Given passage =
※ ※ ※
6 Comments

Few people in the West seem to have much insight into or understanding of what happens in Russia. Francisco Toro being no exception.

Expand full comment

Putin remains popular in Russia. The number one song in Russia today is “I am Russian”, a defiant, upbeat patriotic rock anthem. Prigozhin has landed on his feet in Belarus and is now much closer to Kiev than ever with his troops. I’m honestly curious, do you even follow news from Russia? Or does all your information come from your ideological fellow travelers and old American crime series?

Expand full comment

From the year the USSR exploded Russia’s first hydrogen bomb until its disintegration followed by the collapse of the Yeltsin regime and the rise of Putin, I have read endless news stories and “Foreign Policy” essays on the great strength and power of the Russian state and why America must forever increase our military spending and the funding of the CIA and what is now Homeland Security to preserve our own security.

The first indication of how mistaken our intelligence services and the military were in judging Russian Power was that during the years from the Cuban Missile Crisis until the collapse of the USSR after the fall of the Berlin Wall, no annual threat assessment of Russia by the U.S. ever saw the collapse of the Soviet Union coming. We heard only about great missile gaps, and falling democratic dominoes in Asia. Truly, Russia was instead one giant Potemkin Village based on the illusion it was still what it had once been .

For the last 15 months in the last three days since the Wagner Group marched up the road to Russia only to suddenly detour to Belarus, President Biden has only cautiously and incrementally provided advanced weapons, materiel and logistical support to Ukraine after NATO countries forced his hand. He still feared that Putin would push that launch button leading to nuclear armageddon or somehow despite his military losses and mass emigration of hundreds of thousands of young men and families , Biden worried he would somehow launchcruise missile and bomber assaults on NATO countries.
※ ※ ※
Provided material =
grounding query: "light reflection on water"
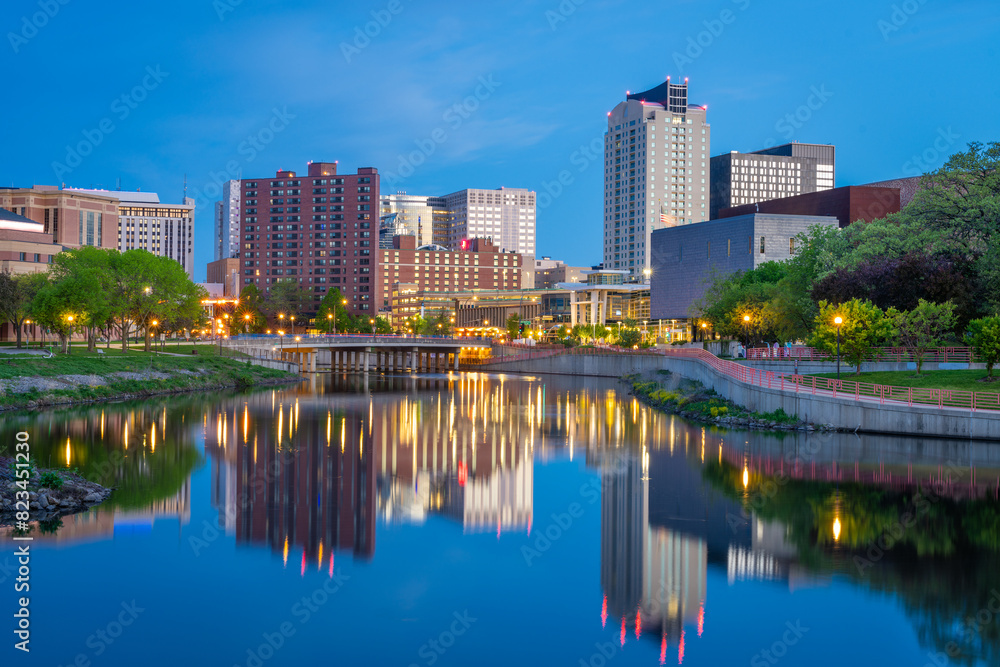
[0,374,1000,664]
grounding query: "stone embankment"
[0,458,112,525]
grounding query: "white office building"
[67,188,194,277]
[444,188,535,255]
[215,181,240,261]
[603,77,711,279]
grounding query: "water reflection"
[0,374,1000,663]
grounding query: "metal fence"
[747,347,976,364]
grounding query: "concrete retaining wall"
[478,354,1000,442]
[248,357,302,373]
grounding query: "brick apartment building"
[240,162,382,314]
[0,185,118,248]
[379,236,523,310]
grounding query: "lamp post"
[833,315,844,380]
[66,315,73,354]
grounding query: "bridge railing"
[476,347,1000,412]
[225,334,491,347]
[747,347,975,364]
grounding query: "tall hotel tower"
[604,77,711,280]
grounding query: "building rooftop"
[0,208,45,233]
[65,188,160,204]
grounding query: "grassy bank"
[0,350,298,410]
[625,371,813,430]
[816,370,1000,394]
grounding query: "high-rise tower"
[604,77,711,279]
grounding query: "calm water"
[0,375,1000,667]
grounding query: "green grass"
[816,370,1000,394]
[0,350,295,407]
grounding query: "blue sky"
[0,0,1000,280]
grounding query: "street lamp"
[833,315,844,380]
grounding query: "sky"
[0,0,1000,280]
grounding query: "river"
[0,374,1000,667]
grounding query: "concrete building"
[709,143,836,220]
[718,185,900,227]
[205,257,243,299]
[0,185,118,248]
[0,209,63,275]
[434,188,535,255]
[378,235,521,314]
[864,176,924,209]
[603,77,711,278]
[380,192,448,248]
[215,181,240,261]
[532,257,588,289]
[240,162,382,315]
[650,213,839,320]
[64,190,194,278]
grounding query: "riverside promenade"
[464,348,1000,443]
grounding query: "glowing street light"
[833,315,844,380]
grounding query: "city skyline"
[0,0,998,279]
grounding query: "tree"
[965,317,1000,382]
[573,324,594,343]
[505,313,521,341]
[809,299,895,373]
[618,319,642,348]
[0,270,48,349]
[892,299,955,375]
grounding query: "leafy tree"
[0,270,47,349]
[809,299,896,373]
[505,313,521,340]
[618,319,642,348]
[424,311,451,336]
[966,317,1000,382]
[572,324,594,343]
[812,252,979,325]
[891,299,955,375]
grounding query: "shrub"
[38,471,63,489]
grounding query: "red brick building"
[719,185,900,229]
[240,162,381,314]
[379,236,523,310]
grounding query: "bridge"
[224,334,492,373]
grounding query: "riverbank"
[0,457,112,527]
[0,354,300,411]
[622,370,837,431]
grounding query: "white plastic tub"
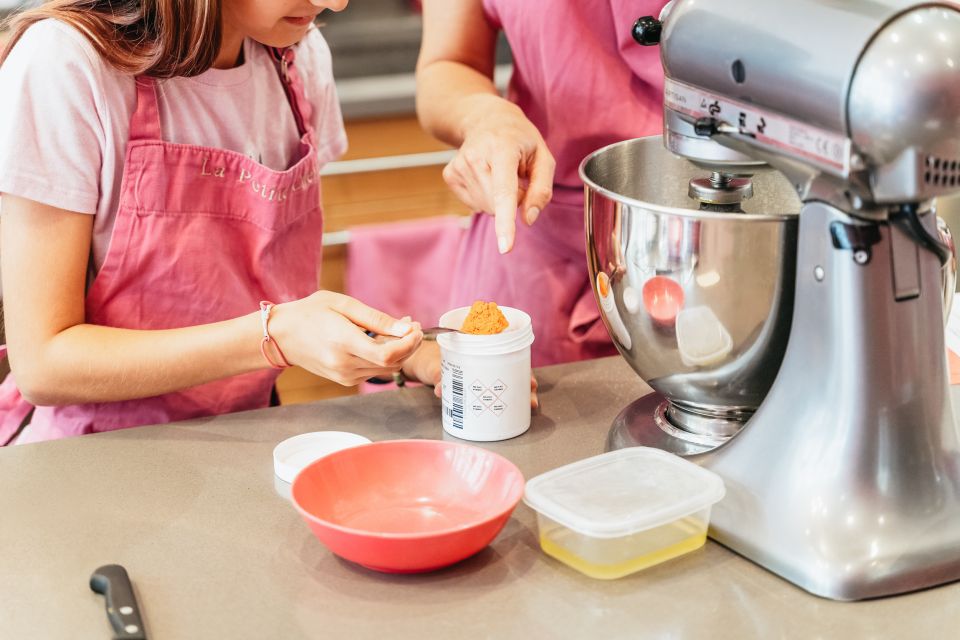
[437,307,533,442]
[524,447,724,580]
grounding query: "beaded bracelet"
[260,300,290,369]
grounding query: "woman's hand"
[270,291,422,386]
[417,0,556,253]
[403,340,540,409]
[443,94,556,253]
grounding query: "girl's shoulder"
[296,27,333,75]
[3,18,118,80]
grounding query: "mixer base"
[606,393,729,456]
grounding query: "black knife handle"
[90,564,147,640]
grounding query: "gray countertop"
[0,358,960,640]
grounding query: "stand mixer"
[581,0,960,600]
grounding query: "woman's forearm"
[12,313,268,405]
[417,60,516,147]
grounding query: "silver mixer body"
[581,0,960,600]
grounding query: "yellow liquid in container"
[540,518,707,580]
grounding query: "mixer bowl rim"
[578,135,799,222]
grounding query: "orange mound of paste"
[460,300,510,335]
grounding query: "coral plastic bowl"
[291,440,524,573]
[643,276,683,325]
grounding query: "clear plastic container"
[524,447,724,580]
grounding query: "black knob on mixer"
[633,16,663,47]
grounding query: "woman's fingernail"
[390,322,413,338]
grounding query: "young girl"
[0,0,439,445]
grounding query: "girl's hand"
[443,94,556,253]
[270,291,420,386]
[403,341,540,409]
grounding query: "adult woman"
[417,0,666,365]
※ ※ ※
Task instructions =
A. Please rewrite the comment thread from "From the year" up to and including "our own security.", putting "thermonuclear bomb" in place of "hydrogen bomb".
B. Answer these questions from the comment thread:
(i) What is named as the number one song in Russia today?
(ii) Where has Prigozhin landed on his feet?
(iii) What did no annual U.S. threat assessment of Russia ever see coming?
The material plays no part in this work.

Results of the tasks =
A.
From the year the USSR exploded Russia’s first thermonuclear bomb until its disintegration followed by the collapse of the Yeltsin regime and the rise of Putin, I have read endless news stories and “Foreign Policy” essays on the great strength and power of the Russian state and why America must forever increase our military spending and the funding of the CIA and what is now Homeland Security to preserve our own security.

B.
(i) "I am Russian"
(ii) Belarus
(iii) The collapse of the Soviet Union